ARY Film Award for Best Supporting Actor is one of the ARY Film Awards of Merit presented annually by the ARY Digital Network and Entertainment Channel to recognize the male actor who has delivered an outstanding performance while working in the film industry. Since its inception, however, the award has commonly been referred to as the AFA for Best Supporting Actor. While actors are nominated for this award by AFA members who are actors and actresses themselves, winners are selected by the AFA membership as a whole.

History

The Best Supporting Actor category originates with the 1st ARY Film Awards ceremony since 2014. The Best Supporting Actor is awarded by viewers voting and known as Best Supporting Actor Viewers Choice but officially it is termed as Best Supporting Actor. Since ARY Film Awards has been just started, this category has not a brief history.

▶ Records from a pointing dataset:
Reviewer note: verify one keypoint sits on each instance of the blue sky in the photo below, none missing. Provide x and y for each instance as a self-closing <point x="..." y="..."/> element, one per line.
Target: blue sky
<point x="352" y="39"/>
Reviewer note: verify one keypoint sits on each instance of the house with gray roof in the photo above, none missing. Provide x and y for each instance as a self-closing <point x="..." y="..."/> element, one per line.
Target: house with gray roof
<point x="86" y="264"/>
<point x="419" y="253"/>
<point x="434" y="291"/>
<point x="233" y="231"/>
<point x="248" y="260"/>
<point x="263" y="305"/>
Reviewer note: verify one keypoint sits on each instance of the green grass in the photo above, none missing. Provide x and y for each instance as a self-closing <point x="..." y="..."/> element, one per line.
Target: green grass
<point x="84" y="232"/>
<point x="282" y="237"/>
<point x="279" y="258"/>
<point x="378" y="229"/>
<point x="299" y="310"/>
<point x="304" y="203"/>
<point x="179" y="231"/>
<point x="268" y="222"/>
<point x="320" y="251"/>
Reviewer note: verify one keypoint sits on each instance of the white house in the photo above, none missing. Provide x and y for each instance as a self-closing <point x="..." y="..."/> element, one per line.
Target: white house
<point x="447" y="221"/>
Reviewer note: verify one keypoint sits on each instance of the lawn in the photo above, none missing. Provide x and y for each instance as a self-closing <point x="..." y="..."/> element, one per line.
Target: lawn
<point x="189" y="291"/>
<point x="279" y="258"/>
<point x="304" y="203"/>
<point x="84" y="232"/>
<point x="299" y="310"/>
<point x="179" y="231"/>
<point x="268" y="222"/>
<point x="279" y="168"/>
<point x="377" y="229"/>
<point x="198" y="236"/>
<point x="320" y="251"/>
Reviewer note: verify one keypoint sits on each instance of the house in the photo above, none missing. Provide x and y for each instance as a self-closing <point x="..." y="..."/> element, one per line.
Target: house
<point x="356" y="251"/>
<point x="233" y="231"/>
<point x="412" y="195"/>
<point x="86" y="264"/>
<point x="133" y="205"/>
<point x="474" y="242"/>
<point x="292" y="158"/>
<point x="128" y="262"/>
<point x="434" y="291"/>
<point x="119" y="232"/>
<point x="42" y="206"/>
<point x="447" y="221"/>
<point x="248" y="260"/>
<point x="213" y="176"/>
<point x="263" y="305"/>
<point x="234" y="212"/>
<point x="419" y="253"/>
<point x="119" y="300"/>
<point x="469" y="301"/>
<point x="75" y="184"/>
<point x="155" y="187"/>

▶ What to do: Pick up the text on the ARY Film Award for Best Supporting Actor after its last sentence and carry it on. These lines come from a separate source.

▶ Exercise output:
Winners and nominees 
For the Best Supporting Actor winner which is decided by Viewers, but simply regarded as Best Supporting Actor as compared to other four Jury Awards which has superfix of Jury. As of the first ceremony, total of five actors were nominated. This category is among fourteen Viewers Awards in ARY Film Awards.

Date and the award ceremony shows that the 2010 is the period from 2010-2020 (10 years-decade), while the year above winners and nominees shows that the film year in which they were releases, and the figure in bracket shows the ceremony number, for example; an award ceremony is held for the films of its previous year.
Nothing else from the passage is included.